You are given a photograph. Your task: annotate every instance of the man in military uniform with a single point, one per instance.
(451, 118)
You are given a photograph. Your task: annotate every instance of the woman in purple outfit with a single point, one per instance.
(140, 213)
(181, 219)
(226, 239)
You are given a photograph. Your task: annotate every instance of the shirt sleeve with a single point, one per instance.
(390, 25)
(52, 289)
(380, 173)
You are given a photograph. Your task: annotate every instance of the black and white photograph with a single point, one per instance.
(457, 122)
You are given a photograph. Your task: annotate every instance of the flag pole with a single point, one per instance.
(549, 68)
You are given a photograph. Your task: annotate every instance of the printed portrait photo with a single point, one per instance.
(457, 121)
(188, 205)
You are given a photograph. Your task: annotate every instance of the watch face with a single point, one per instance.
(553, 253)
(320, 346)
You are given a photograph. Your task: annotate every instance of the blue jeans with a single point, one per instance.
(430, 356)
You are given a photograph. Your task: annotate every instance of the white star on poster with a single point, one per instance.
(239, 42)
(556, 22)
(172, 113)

--

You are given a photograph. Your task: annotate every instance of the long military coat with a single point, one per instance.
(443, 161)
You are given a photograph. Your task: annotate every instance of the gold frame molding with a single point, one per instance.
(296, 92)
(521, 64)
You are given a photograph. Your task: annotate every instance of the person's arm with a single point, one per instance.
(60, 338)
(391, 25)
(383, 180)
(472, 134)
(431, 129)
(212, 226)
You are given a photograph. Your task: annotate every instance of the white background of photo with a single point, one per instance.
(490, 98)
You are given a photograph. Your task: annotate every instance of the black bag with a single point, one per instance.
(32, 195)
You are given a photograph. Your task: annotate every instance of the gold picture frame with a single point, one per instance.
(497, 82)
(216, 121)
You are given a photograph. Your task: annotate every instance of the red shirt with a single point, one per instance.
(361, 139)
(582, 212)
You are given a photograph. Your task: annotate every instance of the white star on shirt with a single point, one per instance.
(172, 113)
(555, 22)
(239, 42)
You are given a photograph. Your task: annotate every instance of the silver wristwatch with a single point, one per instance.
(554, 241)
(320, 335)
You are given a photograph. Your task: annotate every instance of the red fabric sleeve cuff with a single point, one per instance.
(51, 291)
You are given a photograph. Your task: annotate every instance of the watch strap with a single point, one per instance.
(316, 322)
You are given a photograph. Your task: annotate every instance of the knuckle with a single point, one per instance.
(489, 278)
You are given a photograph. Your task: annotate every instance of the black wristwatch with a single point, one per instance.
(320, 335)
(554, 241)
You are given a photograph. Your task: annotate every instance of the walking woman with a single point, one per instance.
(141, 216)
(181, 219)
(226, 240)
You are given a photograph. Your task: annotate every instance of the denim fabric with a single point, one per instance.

▶ **Exercise prompt**
In the material above, find the line containing "woman with a single point, one per instance." and the line containing "fabric with a single point, one per instance.", then write out exactly those two lines and every line between them, and nothing more.

▶ **Exercise answer**
You are given a photograph. Your task: annotate every instance of the walking woman with a single point, one per instance.
(141, 216)
(181, 219)
(226, 240)
You are given a photograph. Your task: annotate every instance of the denim fabric with a single point, one per instance.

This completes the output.